Critical Review Volume 19 Issue 1.doc - Entitled to an Opinion
The Occasionally Sovereign People. If not ideology, what determines how the
apolitical mass public exercises its occasional veto over semi-autonomous state
elites - and its unquestionable ability to rotate elites - through the electoral
mechanism? The public-opinion research shows that most citizens, like most
bureaucrats, ...
Part of the document
Critical Review, Volume 19, Issue 1, January 2007 Jeffrey Friedman
Ignorance as a Starting Point: From Modest Epistemology to Realistic
Political Theory Introduction
The volume number is a lagging indicator,1 but Critical Review was founded
20 years ago. As we enter our third decade, I am pleased to report that
Routledge, storied publisher of the two most important influences on
Critical Review - Austrian philosopher Karl Popper and Austrian economist
F. A. Hayek - will now be marketing the journal, affording scholars and
students around the world searchable electronic access to two decades of
"content." This seems, then, to be an appropriate time for a stocktaking of
that content, one that might also serve as an introduction to the journal
for new readers.
When I started Critical Review I was animated, in part, by a dim
recognition that Hayek and Popper shared more than Viennese origins. While
Popper was a social democrat and Hayek was a classical liberal, both of
them were profound theorists of the causes and consequences of human
ignorance of a complex world.
Popper's own starting point was our ignorance of the natural world, and the
resulting errors in our scientific theories. But as Hayek recognized,
ignorance is an even more appropriate starting point when it comes to the
study of human behavior. For one thing, human behavior is (sometimes)
governed by human minds, and the human mind's attempts to understand the
world - whether natural or social - are relatively unpredictable (e.g.,
Hayek 1952; Popper [1957] 1991). On top of that, Hayek argued, the social
scientist must allow for endless variations in personal knowledge - and in
people's interpretations of what they think they know.
Hayek emphasized interpersonal differences in knowledge and interpretation
because those are what he saw in economic life: different consumers with
knowledge of what they think they each need; entrepreneurs with varying
"local" knowledge of what they think will suit consumers' felt needs.

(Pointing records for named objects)
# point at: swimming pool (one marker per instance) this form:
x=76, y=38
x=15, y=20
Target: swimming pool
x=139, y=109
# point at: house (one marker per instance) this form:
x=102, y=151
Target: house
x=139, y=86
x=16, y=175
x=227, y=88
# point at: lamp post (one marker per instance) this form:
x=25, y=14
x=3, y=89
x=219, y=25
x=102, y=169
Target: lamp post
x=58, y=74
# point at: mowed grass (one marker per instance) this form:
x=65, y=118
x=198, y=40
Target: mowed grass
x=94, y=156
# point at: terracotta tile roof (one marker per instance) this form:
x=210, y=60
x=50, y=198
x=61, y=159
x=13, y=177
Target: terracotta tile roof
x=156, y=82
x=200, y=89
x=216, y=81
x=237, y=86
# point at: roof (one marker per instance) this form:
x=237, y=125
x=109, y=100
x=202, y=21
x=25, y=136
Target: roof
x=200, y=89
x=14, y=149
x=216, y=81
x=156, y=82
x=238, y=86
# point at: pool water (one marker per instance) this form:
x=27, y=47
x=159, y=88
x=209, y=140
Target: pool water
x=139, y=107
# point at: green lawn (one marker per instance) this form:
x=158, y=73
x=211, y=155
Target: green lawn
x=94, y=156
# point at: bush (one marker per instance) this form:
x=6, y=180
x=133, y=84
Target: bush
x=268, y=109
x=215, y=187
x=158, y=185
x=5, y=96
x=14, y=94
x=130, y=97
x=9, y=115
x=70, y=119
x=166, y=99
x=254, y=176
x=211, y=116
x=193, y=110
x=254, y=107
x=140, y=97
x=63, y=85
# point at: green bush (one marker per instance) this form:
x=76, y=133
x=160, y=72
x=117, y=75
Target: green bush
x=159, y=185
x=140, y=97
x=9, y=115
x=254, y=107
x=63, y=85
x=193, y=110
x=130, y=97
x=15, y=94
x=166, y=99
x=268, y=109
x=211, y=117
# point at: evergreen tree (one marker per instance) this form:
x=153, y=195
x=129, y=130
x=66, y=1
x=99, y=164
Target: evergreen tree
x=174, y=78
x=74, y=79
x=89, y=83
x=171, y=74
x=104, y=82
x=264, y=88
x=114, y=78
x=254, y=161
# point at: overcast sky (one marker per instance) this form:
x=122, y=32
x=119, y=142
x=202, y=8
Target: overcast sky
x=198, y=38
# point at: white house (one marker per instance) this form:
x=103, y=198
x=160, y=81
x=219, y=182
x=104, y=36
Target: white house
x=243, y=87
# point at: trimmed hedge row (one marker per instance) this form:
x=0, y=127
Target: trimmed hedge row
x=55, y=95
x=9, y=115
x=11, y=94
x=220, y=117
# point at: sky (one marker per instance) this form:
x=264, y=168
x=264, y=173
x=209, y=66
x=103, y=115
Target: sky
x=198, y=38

**WORK INSTRUCTIONS**
A - Reproduce the passage of the Critical Review introduction that begins at "Popper's own starting" and ends after "behavior is (sometimes)".
B - Answer these questions from the Critical Review introduction:
(i) Which publisher will now be marketing the journal?
(ii) How many years ago was Critical Review founded?
(iii) What political position does the introduction attribute to Popper?
C - Resume the Critical Review introduction after its last sentence.
None of the items is needed.

**RESPONSE LIST**
A -
Popper's own starting point was our ignorance of the natural world, and the
resulting errors in our scientific theories. But as Hayek recognized,
ignorance is an even more appropriate starting point when it comes to the
study of human behavior. For one thing, human behavior is (sometimes)

B -
(i) Routledge
(ii) 20 years ago
(iii) Social democrat

C -
Hayek's perspective, especially when married to a Popperian emphasis on the
conjectural nature of knowledge, sculpts a Homo economicus - and a Homo
politicus, I think - that have little in common with the orthodox
neoclassical model of the all-knowing, isolated rational chooser.
If knowledge is interpersonally variable then we must allow, at the very
least, for interpersonal forms of ignorance, too: one person may not know
what another knows. And if the world is complicated enough, or simply vast
enough, that people can be ignorant of some of its aspects, surely it is
complex enough or vast enough that they can also be mistaken about parts of
it. If knowledge is conjectural, however, experimentation (both scientific
and economic) may discover truths that correct people's mistakes. Thus,
markets and science may be imperfect processes of ignorance alleviation
through error correction. Finally, if experiments are tests of
interpretations, then people may not only be knowledgeable, ignorant, or
mistaken about discrete facts or "data," but about theories of how facts
cause and affect each other - and, therefore, about how best to draw
conceptual lines around "the" facts; and about which facts are important to
know.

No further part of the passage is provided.